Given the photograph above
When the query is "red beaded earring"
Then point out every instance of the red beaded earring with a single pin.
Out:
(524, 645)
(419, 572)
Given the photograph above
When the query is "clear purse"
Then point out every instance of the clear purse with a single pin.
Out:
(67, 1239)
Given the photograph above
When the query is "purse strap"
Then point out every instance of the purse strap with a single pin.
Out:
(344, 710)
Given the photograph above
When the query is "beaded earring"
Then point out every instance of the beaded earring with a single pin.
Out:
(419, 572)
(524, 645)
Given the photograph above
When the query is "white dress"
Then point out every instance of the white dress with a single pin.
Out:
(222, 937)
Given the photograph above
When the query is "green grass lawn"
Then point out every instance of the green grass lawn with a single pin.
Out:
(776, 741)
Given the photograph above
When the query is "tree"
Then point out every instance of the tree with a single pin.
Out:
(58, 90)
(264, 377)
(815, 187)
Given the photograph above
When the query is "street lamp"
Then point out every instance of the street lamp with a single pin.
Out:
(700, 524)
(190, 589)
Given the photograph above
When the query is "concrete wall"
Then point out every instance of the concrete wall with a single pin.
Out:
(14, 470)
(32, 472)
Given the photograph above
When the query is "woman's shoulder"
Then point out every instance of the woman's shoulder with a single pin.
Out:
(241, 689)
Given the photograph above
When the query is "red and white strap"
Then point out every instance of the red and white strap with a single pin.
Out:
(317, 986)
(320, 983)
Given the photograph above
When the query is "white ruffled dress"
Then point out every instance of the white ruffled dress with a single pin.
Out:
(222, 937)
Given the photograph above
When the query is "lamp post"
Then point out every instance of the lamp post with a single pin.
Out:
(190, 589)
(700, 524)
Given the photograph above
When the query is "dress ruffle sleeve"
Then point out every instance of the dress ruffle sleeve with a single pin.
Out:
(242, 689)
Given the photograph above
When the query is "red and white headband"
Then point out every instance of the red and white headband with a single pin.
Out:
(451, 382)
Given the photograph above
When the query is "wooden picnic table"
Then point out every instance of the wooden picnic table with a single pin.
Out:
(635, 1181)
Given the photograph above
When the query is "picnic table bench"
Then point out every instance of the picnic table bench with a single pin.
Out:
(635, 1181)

————————

### Exercise requirements
Reproduce the data in full, exactly as presented.

### Finished exercise
Given the photograph above
When the query is "red beaded earring"
Then point out every instance of the red beaded earring with a single pin.
Out:
(524, 645)
(419, 572)
Given the photograph above
When the query is "clear purse"
Then point out every instance of the clear purse with a single pin.
Out:
(67, 1239)
Given the photograph above
When the query is "purse strap"
Then point out every instance of the purse strap with a single pin.
Out:
(344, 710)
Given the photograph above
When the query is "beaded earring"
Then point out every instance of the beaded earring with a single pin.
Out:
(419, 572)
(524, 645)
Given the photograph above
When the query is "white dress"
Then point out every instance of the white dress with a single pin.
Out:
(222, 937)
Given the photograph above
When the query is "green grass lawn"
Then point out every instance of the green grass lawn with a single pin.
Out:
(776, 741)
Given the photograph above
When the query is "tree"
Then point out every instance of the tree with a single pin.
Out:
(58, 90)
(264, 377)
(815, 187)
Given the photograph above
When the query is "street lamp"
Then point out every instance of the street lamp with a single pin.
Out:
(700, 524)
(190, 589)
Given the photograph above
When the query is "concrete wall"
Then point out every instance of the concrete wall with a single pin.
Out:
(14, 470)
(32, 472)
Given the photograph above
When the query is "woman's shoulder"
Then point out every instance of the woman's shoulder with a single pin.
Out:
(241, 689)
Given the photograph above
When the query is "red and white strap"
Then point out every instance of the red and white strap with a single pin.
Out:
(317, 986)
(320, 983)
Given the photograph above
When the query is "white ruffled dress"
Then point out every instance of the white ruffled dress with a single pin.
Out:
(222, 937)
Given the photograph above
When the query is "lamp post"
Then point out every instance of the lamp post with a single pin.
Out:
(190, 589)
(700, 524)
Given the photograph above
When the query is "dress ruffle sleeve"
Then point out every instance of the dress ruffle sleeve with a single pin.
Out:
(242, 689)
Given the photograph above
When the query is "red and white headband"
Then point out every instance of the red and white headband with a single pin.
Out:
(451, 382)
Given the photograph above
When the query is "wooden picnic table"
Then point out every instance of the wooden picnic table with a single pin.
Out:
(635, 1181)
Given the photograph above
When the query is "picnic table bench"
Then point out every instance of the picnic table bench with a single pin.
Out:
(635, 1181)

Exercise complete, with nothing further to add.